**STATED EXERCISE**
Copy everything from the line with "draw the outline of blurred" down to the line with "[[[233,80],[235,90],[256,90],[256,80]]]", including both of those lines, and leave the pictures out.

**THE INPUT**
----
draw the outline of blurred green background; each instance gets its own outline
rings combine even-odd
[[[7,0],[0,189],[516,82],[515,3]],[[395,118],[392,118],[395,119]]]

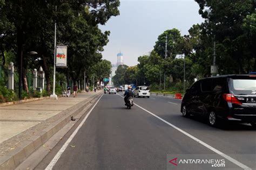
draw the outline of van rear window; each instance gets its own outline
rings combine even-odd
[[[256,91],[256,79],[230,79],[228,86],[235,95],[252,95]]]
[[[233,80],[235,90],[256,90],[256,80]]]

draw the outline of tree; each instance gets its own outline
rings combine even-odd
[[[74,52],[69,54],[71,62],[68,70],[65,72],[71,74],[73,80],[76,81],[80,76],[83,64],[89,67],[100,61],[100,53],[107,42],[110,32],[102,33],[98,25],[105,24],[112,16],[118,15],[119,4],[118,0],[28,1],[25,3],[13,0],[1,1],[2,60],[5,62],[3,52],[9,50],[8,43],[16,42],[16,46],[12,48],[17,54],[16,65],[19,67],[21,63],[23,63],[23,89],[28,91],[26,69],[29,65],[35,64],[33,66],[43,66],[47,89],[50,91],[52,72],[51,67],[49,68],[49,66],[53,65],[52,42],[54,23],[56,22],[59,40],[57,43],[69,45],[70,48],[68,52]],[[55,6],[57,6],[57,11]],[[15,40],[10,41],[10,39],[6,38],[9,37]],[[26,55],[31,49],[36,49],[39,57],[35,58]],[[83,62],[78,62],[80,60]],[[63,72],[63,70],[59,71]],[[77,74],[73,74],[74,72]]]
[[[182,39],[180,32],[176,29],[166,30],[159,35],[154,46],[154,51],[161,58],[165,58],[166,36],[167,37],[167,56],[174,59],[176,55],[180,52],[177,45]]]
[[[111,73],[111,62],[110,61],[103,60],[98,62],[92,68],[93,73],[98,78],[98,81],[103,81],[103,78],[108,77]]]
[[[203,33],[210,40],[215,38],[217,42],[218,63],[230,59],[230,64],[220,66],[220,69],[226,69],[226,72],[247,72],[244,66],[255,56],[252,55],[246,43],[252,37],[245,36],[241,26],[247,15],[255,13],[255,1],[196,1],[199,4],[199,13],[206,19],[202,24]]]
----
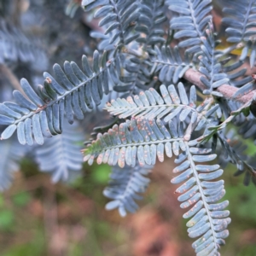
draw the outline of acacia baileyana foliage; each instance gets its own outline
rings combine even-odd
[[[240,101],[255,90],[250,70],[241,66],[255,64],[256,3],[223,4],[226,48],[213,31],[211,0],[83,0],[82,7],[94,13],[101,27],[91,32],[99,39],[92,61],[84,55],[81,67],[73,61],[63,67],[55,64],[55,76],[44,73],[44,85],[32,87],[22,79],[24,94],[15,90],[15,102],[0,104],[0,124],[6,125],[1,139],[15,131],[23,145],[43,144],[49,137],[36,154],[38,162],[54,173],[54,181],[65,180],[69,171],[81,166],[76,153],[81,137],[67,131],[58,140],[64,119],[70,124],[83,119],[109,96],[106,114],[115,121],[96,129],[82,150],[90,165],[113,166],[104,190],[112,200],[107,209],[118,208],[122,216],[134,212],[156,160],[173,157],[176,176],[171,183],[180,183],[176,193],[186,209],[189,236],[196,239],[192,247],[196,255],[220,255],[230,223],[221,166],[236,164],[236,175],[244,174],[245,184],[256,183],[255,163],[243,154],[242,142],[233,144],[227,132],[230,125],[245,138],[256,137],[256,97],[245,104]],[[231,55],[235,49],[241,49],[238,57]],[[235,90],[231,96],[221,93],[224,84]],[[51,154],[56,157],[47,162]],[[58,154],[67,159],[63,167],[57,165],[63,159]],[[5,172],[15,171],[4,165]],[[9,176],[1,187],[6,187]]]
----
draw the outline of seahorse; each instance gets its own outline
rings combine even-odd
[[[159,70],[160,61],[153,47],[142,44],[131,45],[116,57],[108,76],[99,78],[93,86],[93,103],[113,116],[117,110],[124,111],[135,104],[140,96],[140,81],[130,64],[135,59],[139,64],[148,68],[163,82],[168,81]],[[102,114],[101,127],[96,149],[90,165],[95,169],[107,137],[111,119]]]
----
**COMPLETED TASK**
draw the outline of blurred green background; each instance gets its own outline
rings combine even-odd
[[[7,0],[0,189],[516,82],[515,3]],[[395,118],[392,118],[395,119]]]

draw the outline of van rear window; each instance gets its own outline
rings combine even-odd
[[[256,91],[256,79],[230,79],[228,86],[235,95],[252,95]]]
[[[233,80],[235,90],[256,90],[256,80]]]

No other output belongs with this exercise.